(begin)

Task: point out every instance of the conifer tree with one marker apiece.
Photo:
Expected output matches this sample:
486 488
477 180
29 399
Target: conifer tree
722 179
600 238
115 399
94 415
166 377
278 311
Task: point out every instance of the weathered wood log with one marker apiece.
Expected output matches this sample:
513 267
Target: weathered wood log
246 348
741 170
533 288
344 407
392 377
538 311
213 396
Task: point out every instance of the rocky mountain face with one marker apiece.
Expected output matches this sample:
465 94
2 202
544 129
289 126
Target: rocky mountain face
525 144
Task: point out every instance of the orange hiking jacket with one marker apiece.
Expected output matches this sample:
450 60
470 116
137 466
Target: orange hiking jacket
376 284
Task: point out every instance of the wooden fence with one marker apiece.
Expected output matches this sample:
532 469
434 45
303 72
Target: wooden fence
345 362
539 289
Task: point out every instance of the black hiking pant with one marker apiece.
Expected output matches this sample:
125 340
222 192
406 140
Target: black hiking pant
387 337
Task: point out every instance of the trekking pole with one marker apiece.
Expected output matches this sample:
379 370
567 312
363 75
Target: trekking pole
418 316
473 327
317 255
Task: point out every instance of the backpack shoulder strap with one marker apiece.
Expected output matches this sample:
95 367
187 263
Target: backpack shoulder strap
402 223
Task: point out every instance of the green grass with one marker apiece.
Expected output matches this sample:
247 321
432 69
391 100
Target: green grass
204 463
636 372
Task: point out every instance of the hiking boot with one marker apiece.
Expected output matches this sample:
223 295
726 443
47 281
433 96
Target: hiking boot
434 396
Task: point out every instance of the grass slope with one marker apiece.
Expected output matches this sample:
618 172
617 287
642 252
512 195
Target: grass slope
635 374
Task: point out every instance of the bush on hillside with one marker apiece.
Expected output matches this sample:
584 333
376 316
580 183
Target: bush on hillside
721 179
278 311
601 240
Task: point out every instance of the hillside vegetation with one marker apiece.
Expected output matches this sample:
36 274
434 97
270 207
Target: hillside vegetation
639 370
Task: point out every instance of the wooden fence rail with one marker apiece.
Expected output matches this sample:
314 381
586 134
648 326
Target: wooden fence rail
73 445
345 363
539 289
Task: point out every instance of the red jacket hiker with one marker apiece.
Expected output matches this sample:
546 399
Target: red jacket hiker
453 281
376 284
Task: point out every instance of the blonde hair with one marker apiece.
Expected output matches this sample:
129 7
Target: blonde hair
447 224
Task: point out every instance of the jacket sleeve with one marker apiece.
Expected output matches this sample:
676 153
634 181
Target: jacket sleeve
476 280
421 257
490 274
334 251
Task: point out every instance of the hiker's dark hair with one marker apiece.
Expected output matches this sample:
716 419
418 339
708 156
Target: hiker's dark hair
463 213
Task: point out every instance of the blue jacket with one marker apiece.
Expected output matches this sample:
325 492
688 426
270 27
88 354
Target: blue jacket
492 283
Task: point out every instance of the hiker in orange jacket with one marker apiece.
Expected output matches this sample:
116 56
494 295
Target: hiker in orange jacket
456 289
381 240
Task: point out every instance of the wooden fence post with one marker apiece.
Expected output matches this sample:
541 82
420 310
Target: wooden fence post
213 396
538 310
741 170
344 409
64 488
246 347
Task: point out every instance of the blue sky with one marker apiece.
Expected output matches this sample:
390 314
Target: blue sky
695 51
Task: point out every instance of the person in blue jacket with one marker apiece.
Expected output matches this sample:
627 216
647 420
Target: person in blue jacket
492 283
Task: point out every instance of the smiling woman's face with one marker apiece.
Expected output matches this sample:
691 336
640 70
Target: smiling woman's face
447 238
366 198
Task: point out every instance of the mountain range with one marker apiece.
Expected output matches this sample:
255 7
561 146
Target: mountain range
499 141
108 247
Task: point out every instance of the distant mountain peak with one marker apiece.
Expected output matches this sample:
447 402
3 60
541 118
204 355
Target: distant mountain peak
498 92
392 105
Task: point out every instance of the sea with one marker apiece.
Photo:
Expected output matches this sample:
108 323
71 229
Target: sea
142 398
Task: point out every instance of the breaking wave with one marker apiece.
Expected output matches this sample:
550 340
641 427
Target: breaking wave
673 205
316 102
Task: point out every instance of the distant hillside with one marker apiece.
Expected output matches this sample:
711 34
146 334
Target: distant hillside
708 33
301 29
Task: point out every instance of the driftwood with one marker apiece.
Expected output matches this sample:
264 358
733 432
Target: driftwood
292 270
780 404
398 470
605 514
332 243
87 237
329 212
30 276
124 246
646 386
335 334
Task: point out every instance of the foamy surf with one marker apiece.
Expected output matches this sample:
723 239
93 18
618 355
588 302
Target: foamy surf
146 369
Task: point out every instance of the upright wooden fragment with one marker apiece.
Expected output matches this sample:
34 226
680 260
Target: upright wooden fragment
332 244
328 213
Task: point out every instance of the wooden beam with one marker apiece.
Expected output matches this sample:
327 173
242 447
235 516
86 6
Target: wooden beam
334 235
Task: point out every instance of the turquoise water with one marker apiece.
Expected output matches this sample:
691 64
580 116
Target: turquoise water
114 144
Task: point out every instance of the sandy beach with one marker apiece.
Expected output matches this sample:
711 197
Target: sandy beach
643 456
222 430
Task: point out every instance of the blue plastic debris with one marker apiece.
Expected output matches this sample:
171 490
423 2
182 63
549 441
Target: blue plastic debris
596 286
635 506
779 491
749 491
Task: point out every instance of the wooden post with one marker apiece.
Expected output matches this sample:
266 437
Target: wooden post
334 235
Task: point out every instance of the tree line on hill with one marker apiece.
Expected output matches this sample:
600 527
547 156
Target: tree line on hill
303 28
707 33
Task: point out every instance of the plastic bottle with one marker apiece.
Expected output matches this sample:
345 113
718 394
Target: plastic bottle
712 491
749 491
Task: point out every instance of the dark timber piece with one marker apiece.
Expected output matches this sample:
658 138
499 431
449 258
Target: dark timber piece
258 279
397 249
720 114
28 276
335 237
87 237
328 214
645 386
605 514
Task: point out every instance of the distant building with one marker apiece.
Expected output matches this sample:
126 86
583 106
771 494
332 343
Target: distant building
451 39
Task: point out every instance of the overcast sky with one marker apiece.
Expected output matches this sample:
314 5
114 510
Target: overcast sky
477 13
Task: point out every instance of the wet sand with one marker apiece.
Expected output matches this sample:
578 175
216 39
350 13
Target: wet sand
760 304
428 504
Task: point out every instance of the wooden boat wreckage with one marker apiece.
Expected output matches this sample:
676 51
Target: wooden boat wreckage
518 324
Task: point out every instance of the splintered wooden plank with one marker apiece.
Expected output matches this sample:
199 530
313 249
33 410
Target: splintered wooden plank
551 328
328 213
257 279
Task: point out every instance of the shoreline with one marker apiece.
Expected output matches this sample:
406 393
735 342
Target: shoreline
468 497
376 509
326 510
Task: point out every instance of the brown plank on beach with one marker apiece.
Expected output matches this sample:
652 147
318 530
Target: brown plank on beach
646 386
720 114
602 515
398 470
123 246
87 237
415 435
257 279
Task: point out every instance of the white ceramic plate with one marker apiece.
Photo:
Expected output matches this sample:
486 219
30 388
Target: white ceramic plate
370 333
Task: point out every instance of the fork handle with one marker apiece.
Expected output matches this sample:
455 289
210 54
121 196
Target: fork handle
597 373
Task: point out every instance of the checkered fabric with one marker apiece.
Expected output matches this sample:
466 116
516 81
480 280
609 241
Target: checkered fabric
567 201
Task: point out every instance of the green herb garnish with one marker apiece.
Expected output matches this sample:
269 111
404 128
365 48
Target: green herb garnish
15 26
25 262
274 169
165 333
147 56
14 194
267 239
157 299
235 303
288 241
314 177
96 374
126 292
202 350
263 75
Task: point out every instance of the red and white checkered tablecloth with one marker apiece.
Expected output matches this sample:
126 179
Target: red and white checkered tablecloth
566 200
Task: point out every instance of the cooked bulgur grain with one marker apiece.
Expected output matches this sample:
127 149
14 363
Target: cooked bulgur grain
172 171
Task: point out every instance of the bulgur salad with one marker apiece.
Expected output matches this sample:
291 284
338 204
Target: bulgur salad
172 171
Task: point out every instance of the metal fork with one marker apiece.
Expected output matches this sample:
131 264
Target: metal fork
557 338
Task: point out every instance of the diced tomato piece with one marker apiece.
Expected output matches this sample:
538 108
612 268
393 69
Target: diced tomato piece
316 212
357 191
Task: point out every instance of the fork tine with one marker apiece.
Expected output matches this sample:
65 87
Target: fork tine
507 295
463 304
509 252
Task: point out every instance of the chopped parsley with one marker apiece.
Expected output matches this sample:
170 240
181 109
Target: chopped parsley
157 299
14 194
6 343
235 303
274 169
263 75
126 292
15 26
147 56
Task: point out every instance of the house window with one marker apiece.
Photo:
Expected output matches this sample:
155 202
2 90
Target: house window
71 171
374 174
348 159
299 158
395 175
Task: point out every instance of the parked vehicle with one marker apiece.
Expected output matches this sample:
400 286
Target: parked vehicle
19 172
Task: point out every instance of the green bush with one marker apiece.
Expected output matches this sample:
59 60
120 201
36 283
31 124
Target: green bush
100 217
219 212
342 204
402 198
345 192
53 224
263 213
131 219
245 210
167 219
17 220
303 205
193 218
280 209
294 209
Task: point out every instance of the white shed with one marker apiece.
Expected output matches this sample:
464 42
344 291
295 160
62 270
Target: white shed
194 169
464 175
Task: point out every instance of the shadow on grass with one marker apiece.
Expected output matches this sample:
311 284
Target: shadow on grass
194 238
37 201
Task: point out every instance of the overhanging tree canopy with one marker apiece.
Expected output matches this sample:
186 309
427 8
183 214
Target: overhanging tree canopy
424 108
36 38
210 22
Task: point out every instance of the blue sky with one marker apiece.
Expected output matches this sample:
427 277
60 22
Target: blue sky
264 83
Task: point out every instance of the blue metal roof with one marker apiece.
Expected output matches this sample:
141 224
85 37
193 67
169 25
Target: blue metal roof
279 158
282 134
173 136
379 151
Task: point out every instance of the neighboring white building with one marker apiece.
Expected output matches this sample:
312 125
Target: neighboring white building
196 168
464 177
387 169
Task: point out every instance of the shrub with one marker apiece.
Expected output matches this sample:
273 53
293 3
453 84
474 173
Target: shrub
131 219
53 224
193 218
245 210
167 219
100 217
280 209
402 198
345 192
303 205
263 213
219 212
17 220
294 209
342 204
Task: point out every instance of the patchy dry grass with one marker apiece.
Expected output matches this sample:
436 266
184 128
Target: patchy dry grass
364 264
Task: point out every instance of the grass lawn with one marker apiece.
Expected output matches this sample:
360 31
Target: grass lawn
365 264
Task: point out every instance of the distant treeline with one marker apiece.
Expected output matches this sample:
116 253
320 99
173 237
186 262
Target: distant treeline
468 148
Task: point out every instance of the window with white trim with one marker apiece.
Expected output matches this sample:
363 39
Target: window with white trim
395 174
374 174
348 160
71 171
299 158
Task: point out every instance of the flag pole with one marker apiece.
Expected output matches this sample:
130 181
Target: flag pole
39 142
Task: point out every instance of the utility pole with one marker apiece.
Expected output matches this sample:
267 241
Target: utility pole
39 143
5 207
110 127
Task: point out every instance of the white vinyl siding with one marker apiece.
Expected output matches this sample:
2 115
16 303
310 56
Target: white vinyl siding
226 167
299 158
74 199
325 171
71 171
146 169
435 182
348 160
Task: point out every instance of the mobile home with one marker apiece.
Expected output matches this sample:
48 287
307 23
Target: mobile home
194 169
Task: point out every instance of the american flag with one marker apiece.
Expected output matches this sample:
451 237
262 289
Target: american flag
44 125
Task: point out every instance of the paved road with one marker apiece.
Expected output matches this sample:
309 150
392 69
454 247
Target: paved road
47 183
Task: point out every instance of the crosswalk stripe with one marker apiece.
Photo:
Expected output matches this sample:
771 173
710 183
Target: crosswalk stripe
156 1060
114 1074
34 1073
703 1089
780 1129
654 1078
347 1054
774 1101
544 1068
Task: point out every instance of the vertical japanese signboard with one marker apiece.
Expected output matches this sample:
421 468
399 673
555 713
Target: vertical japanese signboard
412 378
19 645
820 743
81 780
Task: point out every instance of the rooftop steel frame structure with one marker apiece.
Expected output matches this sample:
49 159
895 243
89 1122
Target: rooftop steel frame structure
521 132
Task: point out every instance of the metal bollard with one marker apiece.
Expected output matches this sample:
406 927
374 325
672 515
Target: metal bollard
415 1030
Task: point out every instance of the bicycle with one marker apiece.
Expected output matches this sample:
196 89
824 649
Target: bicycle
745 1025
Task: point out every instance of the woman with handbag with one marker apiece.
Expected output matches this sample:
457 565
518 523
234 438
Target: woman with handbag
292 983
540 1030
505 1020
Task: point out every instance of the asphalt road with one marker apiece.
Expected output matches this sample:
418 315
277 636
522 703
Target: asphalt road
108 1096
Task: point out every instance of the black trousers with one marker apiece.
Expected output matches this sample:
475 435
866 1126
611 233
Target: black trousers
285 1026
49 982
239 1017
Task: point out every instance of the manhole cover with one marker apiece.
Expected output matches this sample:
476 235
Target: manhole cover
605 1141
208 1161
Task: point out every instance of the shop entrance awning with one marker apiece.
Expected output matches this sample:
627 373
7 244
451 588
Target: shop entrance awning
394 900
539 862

(end)

- _Required work_
Nothing outside the span should appear: transcribe the lines from the one containing "Task: point out every instance of the american" through the last line of the records.

- _Task answer_
Task: point out every instance of the american flag with one marker apiece.
Expected output matches this sample:
451 237
262 289
Target: american flag
44 125
Task: point out every instance of the paved road with one marker apiece.
Expected output matches this sample:
309 150
392 69
454 247
Target: paved road
47 183
Task: point out every instance of the crosswalk stripe with one marker apiece.
Photo:
Expected output matches this sample:
771 173
710 183
Target: crosswalk stripe
156 1060
114 1074
34 1073
703 1089
780 1129
654 1078
347 1054
774 1101
544 1068
Task: point out every instance of the vertical japanese signboard with one marker apiece.
Expected output matches this sample:
421 468
399 673
555 713
Target: vertical japanese signboard
412 378
19 645
820 743
81 780
Task: point out every instance of the rooftop steel frame structure with one marker apiece.
Expected output matches this sample:
49 159
895 243
89 1122
Target: rooftop steel frame structure
521 132
Task: point out every instance of the metal bollard with one marker apiece.
Expected output matches this sample:
406 927
374 325
672 515
Target: metal bollard
415 1030
Task: point out every instance of the bicycle with one marker apiece.
Expected output matches this sample:
196 89
824 649
Target: bicycle
745 1025
Task: point out every instance of the woman with handbag with one marker apiece.
Expected output matches this sample:
457 565
518 523
234 438
Target: woman with handbag
292 983
540 1030
505 1020
Task: point out every instance of the asphalt road with one marker apiece.
Expected output matches this sample:
418 315
277 636
522 703
Target: asphalt road
108 1096
Task: point out every instance of the black trousers with one marker apiece.
Expected output matches this sample:
475 435
866 1126
611 233
Target: black trousers
285 1026
49 982
239 1017
Task: point out every instance of the manhole cover with one marker apiece.
Expected output matches this sample:
476 235
Target: manhole cover
605 1141
208 1161
Task: point out every instance of the shop entrance awning with one marker apiece.
Expected output matches this sample:
627 373
7 244
451 588
Target: shop entrance awning
394 900
539 862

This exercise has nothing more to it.